◆ Work instructions ◆
Reproduce the data word for word from its first line through the line containing "point(373, 442)", including that line.

>> BEGIN Material for the task

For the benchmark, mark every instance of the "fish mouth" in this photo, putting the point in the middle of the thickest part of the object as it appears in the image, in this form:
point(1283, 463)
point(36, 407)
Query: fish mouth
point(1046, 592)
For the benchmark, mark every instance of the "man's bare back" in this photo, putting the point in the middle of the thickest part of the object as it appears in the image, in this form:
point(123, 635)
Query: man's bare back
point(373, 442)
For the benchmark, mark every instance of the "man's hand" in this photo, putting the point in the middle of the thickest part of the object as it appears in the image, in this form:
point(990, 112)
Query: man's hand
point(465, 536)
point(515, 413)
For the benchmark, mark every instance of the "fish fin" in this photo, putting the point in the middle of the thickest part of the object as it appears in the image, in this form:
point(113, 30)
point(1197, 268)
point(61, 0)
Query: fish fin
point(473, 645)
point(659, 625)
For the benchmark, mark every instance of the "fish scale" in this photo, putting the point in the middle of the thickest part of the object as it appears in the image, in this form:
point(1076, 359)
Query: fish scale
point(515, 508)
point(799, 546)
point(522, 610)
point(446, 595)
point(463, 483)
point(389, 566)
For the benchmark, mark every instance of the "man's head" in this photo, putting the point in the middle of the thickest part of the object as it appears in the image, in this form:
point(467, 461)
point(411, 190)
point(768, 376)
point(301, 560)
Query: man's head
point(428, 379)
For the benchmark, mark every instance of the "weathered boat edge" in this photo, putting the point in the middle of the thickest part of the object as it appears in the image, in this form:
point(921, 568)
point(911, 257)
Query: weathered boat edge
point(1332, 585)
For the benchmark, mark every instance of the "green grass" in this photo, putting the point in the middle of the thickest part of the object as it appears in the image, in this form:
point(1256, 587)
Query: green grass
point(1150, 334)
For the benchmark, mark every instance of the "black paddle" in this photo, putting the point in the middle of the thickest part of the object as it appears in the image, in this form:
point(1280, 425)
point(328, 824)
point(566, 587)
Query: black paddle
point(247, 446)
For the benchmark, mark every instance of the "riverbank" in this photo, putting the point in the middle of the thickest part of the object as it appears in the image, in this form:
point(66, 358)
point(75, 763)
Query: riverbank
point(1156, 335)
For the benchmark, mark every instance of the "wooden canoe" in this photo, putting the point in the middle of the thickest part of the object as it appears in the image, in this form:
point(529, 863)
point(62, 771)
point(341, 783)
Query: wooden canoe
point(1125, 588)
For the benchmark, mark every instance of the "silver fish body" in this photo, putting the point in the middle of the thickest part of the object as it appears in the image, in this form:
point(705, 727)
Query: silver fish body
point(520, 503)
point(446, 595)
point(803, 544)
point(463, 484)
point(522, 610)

>> END Material for the task

◆ Result ◆
For the benchmark, mark every instance of the "fish mouth" in this photo, putting the point in the middle of the thickest part of the object as it appears in the image, in this form:
point(1283, 463)
point(36, 407)
Query: fish mouth
point(1046, 592)
For the benchmark, mark every instance of the "man's bare back" in this photo, putting the point in the middle of the thickest part of the object as it appears in the image, in this form:
point(123, 635)
Query: man's bare back
point(373, 442)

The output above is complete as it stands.